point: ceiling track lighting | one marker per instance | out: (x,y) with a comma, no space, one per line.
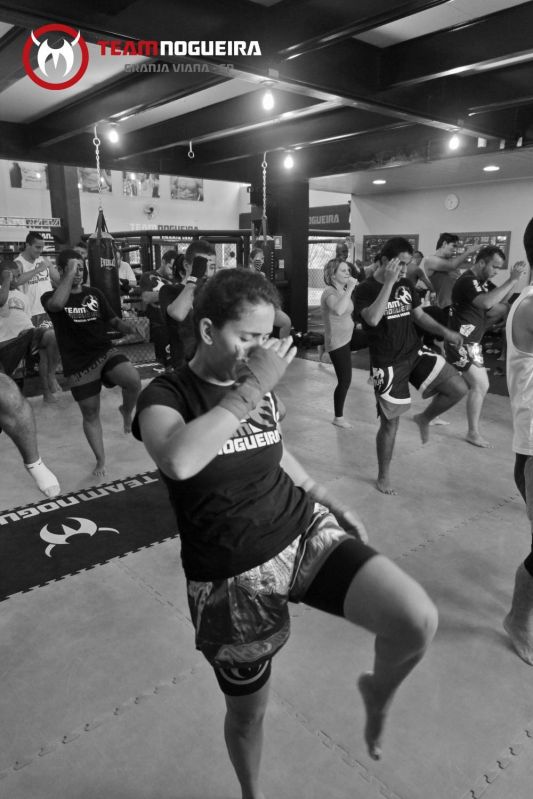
(112,134)
(455,142)
(288,161)
(267,100)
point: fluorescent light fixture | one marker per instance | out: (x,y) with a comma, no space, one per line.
(455,142)
(288,161)
(268,100)
(113,135)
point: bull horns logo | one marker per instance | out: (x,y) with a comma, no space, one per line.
(85,527)
(73,49)
(45,51)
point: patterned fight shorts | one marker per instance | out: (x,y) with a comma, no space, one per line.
(89,381)
(425,370)
(242,621)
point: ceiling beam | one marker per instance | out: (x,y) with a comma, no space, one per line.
(11,69)
(288,135)
(318,32)
(217,121)
(136,91)
(468,47)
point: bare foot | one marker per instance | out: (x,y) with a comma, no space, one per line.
(385,487)
(438,420)
(127,419)
(478,441)
(375,715)
(55,388)
(340,421)
(423,427)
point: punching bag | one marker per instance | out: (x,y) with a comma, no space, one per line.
(104,262)
(528,242)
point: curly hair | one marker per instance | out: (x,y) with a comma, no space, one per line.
(221,297)
(330,269)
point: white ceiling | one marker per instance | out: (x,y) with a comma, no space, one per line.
(446,173)
(24,100)
(448,15)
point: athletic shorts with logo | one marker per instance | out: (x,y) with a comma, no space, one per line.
(242,621)
(465,356)
(425,370)
(89,381)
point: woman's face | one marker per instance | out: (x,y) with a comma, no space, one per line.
(342,273)
(258,261)
(233,342)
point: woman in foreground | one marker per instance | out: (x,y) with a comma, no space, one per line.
(256,530)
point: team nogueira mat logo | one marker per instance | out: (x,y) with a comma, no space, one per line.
(50,540)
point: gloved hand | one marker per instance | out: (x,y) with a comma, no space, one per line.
(257,375)
(199,268)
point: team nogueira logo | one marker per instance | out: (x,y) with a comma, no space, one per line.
(61,53)
(80,527)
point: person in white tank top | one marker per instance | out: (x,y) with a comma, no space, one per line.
(519,329)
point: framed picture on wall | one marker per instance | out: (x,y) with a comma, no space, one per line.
(140,184)
(498,238)
(28,175)
(88,180)
(186,188)
(372,245)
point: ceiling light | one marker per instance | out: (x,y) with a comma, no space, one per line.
(288,161)
(113,135)
(455,142)
(268,100)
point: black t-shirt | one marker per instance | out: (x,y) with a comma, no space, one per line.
(180,334)
(395,338)
(153,281)
(242,508)
(81,328)
(470,321)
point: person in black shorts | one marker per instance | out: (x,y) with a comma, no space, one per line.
(81,316)
(256,530)
(175,299)
(389,307)
(477,303)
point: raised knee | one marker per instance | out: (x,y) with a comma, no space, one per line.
(460,389)
(90,414)
(11,400)
(246,721)
(420,626)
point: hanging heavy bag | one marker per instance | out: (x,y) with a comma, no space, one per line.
(104,263)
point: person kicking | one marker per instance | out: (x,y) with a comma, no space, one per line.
(389,306)
(81,316)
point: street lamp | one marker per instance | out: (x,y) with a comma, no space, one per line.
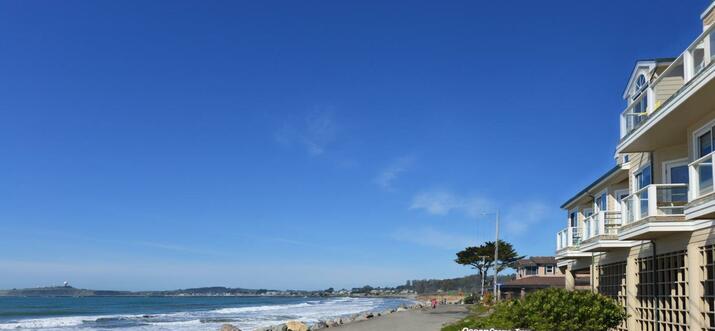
(496,252)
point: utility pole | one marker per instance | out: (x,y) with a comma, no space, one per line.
(484,262)
(496,258)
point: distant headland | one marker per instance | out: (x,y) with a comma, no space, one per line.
(466,284)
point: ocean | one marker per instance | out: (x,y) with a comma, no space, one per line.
(176,313)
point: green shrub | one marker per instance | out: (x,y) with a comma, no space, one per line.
(470,299)
(553,310)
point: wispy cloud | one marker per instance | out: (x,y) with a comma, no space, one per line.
(520,217)
(517,218)
(386,177)
(315,132)
(431,237)
(445,202)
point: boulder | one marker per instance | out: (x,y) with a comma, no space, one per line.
(318,325)
(229,327)
(296,326)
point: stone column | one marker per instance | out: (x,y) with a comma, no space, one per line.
(570,279)
(632,289)
(695,291)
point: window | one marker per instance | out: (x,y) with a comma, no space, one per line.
(549,269)
(573,217)
(643,178)
(641,84)
(705,144)
(602,202)
(641,106)
(587,212)
(531,270)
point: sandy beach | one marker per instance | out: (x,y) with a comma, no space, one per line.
(424,319)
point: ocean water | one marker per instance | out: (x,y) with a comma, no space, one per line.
(175,313)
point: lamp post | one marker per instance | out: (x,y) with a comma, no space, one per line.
(496,257)
(496,253)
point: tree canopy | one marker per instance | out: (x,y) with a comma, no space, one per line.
(481,257)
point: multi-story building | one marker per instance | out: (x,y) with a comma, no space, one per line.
(537,266)
(643,232)
(534,273)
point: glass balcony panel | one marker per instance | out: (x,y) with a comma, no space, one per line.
(672,200)
(644,204)
(705,178)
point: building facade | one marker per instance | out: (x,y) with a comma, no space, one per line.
(534,273)
(643,232)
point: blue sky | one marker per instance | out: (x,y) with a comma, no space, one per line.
(156,145)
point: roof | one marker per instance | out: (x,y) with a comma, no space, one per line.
(536,260)
(650,63)
(536,282)
(604,177)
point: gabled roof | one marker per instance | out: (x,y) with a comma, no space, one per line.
(645,63)
(535,260)
(536,282)
(609,174)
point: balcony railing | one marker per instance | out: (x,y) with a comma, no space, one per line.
(601,223)
(686,67)
(568,237)
(701,176)
(655,200)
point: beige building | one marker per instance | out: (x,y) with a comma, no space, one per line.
(643,232)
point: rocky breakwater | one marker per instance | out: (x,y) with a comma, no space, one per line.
(331,323)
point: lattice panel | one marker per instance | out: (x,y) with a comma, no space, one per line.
(669,286)
(708,282)
(612,283)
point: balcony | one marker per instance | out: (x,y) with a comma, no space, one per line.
(568,241)
(684,90)
(702,199)
(601,233)
(654,211)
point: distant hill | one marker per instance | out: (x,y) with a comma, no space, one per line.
(58,291)
(69,291)
(467,284)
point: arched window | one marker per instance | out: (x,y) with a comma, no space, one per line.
(641,84)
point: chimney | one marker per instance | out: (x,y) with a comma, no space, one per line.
(708,16)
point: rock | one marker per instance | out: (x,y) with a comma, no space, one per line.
(318,325)
(296,326)
(229,327)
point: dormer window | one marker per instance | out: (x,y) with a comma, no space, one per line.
(641,85)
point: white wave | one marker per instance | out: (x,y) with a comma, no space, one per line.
(240,310)
(246,318)
(44,323)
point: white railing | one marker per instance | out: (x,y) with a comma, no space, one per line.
(601,223)
(701,176)
(568,237)
(686,67)
(655,200)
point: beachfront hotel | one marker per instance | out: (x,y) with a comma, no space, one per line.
(643,232)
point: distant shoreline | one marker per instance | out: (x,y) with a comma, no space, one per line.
(68,291)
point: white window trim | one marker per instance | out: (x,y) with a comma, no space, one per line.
(696,134)
(634,187)
(595,207)
(616,193)
(571,211)
(672,163)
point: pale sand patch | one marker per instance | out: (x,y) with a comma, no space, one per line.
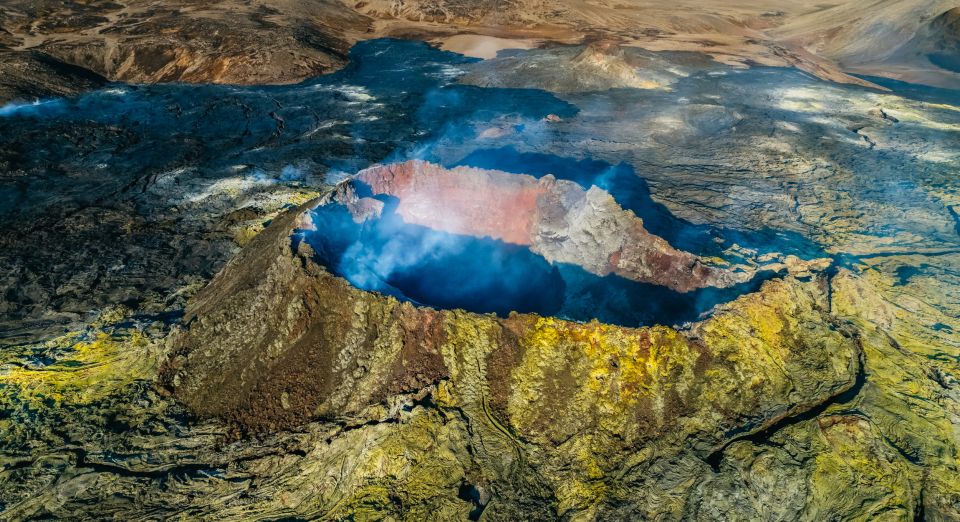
(485,47)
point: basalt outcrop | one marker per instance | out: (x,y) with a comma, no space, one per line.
(556,219)
(276,340)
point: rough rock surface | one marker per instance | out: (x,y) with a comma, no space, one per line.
(557,219)
(184,41)
(115,221)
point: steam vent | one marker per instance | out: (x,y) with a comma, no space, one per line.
(480,261)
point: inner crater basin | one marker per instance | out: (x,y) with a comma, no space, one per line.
(489,241)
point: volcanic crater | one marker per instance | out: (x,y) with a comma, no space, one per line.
(490,241)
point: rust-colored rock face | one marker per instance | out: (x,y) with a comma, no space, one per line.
(461,201)
(556,219)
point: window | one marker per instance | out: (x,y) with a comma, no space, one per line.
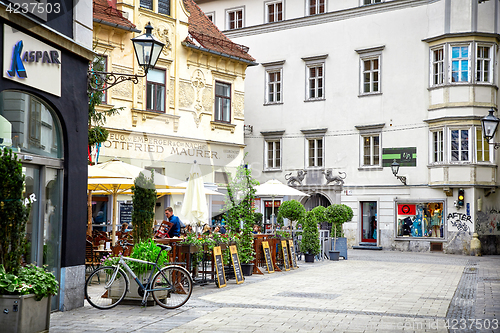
(273,154)
(315,76)
(371,75)
(460,63)
(438,66)
(370,70)
(222,102)
(234,18)
(437,146)
(459,145)
(483,61)
(482,147)
(315,152)
(371,150)
(155,90)
(274,11)
(164,7)
(148,4)
(316,7)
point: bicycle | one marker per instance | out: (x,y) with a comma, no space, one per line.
(171,286)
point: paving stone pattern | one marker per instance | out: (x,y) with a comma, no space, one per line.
(373,291)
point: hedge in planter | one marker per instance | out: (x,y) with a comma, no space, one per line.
(310,235)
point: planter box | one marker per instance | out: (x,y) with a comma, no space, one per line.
(341,246)
(23,314)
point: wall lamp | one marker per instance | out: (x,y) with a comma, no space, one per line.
(147,50)
(490,125)
(395,170)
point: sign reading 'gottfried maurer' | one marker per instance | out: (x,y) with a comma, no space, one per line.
(31,62)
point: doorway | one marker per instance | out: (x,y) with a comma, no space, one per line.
(369,223)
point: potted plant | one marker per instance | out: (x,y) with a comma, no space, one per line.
(241,194)
(144,201)
(337,215)
(310,237)
(24,291)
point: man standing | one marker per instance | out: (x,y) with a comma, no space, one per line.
(175,230)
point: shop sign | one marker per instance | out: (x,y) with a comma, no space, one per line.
(404,156)
(155,147)
(31,62)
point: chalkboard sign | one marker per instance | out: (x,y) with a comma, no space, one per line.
(267,254)
(286,260)
(219,267)
(236,264)
(292,254)
(126,213)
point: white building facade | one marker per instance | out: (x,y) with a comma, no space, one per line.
(345,88)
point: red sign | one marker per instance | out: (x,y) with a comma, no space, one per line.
(406,209)
(270,203)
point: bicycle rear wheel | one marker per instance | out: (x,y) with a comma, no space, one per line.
(175,284)
(101,292)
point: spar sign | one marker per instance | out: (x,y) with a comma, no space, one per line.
(31,62)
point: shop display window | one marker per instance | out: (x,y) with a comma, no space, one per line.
(424,219)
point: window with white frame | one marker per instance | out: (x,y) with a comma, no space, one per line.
(438,146)
(459,145)
(483,64)
(155,90)
(315,147)
(482,147)
(274,11)
(316,7)
(460,63)
(371,150)
(222,102)
(234,18)
(273,154)
(437,55)
(315,77)
(370,70)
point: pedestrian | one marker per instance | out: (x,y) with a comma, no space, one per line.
(175,229)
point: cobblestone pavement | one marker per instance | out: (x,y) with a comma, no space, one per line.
(373,291)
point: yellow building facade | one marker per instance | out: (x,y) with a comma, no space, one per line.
(189,108)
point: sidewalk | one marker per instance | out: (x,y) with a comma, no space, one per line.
(373,291)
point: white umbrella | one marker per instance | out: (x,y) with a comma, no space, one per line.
(275,188)
(194,205)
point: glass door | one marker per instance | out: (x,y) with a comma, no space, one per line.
(369,224)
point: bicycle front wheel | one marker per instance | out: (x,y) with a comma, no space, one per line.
(102,291)
(172,287)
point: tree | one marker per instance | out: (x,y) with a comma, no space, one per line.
(292,210)
(144,201)
(310,234)
(13,213)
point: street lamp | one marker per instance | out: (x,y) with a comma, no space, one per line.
(395,170)
(147,50)
(490,125)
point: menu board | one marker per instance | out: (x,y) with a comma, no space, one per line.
(126,213)
(219,267)
(267,255)
(292,254)
(236,264)
(286,260)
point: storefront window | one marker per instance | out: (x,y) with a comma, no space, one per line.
(28,125)
(423,219)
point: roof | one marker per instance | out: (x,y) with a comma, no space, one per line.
(204,34)
(107,14)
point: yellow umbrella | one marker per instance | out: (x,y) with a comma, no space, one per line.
(111,186)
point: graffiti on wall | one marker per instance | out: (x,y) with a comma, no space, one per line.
(460,222)
(488,222)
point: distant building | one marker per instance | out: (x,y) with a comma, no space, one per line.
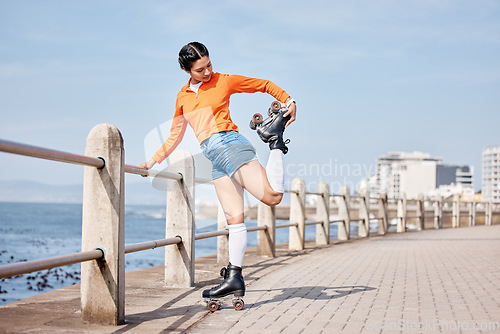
(491,174)
(418,173)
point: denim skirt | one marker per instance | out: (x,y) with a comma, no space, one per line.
(228,151)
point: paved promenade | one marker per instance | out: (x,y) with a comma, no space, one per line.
(431,281)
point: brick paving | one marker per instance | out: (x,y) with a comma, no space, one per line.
(431,281)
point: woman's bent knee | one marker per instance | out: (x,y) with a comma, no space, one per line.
(273,199)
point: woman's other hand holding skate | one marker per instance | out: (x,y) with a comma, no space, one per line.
(147,165)
(292,110)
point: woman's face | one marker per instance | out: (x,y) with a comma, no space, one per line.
(201,70)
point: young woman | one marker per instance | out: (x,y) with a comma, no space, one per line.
(203,104)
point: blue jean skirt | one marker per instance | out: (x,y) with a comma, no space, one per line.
(228,151)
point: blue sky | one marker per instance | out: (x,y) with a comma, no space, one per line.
(369,76)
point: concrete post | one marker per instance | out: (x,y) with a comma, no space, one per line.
(266,239)
(401,227)
(297,214)
(382,213)
(420,213)
(455,218)
(103,226)
(179,259)
(438,213)
(343,204)
(323,215)
(472,212)
(364,213)
(222,240)
(488,213)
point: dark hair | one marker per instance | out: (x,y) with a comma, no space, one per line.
(190,53)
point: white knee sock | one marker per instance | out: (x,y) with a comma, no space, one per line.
(274,170)
(237,243)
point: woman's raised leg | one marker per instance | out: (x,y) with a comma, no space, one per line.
(253,177)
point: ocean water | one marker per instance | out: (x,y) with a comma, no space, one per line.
(30,231)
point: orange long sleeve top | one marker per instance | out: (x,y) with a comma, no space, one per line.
(208,111)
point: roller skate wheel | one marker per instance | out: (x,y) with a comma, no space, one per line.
(213,306)
(257,119)
(238,305)
(275,106)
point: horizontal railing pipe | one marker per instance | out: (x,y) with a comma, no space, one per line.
(20,268)
(47,154)
(151,244)
(287,225)
(151,172)
(313,223)
(210,234)
(256,228)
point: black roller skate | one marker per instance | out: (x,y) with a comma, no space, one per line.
(271,129)
(233,284)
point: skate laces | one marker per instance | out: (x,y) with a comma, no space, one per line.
(224,272)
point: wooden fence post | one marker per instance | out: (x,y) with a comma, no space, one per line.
────────
- _What to produce_
Starting at the line that contains "point: brick paving", quote each remaining line of the entries above, unchanged.

- _Written response_
point: brick paving | one marker per instance | out: (x,y) with a comma, no space, one per line.
(431,281)
point: woman's bent knee | one marker per instance | out: (x,y) with a comma, no space, one per line.
(273,199)
point: woman's other hand holding skate | one marker per instance | out: (x,y) with a comma, no space, one per line.
(147,165)
(292,110)
point: woman's face | one marker per instance | out: (x,y) with a comma, no space, one per line.
(201,70)
point: young woman | one marker per instance | out: (x,y) with a comma, no space, one per line.
(203,104)
point: blue jean skirt | one marker per instance | out: (x,y) with a comma, no space, one per line.
(228,151)
point: blue sky | one marker per instance | out: (x,y) with a comma, no space, one per line.
(369,76)
point: concrete post | one marker per instance | out: (x,y) with a comma, no space, one per line.
(266,239)
(401,227)
(297,214)
(382,213)
(420,213)
(455,218)
(103,226)
(179,259)
(438,213)
(343,204)
(323,215)
(472,212)
(364,213)
(222,240)
(488,213)
point: dark hair | one marker per instance | out: (x,y) with a comma, no space, one per line.
(190,53)
point: white knee sock | one marker per instance | out: (x,y) with a comma, no space, one per line.
(274,170)
(237,243)
point: woman's raised leg | one marker per instance | out: (x,y) with a comma, no space, one per line.
(253,177)
point: ocean water | one marker per instance | out: (x,y) with a comma, no space, one per line.
(30,231)
point: orange long sleeve top | one marker per instance | out: (x,y) with a comma, no space, one per line.
(208,111)
point: roller skate wheel | one marker per instance | out: (x,y) with a comma, no space, one per line.
(213,306)
(257,119)
(238,305)
(275,106)
point: horizontal railing pipe | one marker per instance | out: (x,y) with a comma, no space, one per line.
(20,268)
(47,154)
(151,244)
(287,225)
(151,172)
(313,223)
(210,234)
(256,228)
point: black roller skate | one marker per instance | out: (x,y) with a comma, no space, one per line.
(271,129)
(233,284)
point: skate laces | one marker per instance | out: (x,y) with a comma, no space, one per line.
(224,272)
point: wooden fence post | one marker per instance | out: (x,y) with a comma, no space, one per line.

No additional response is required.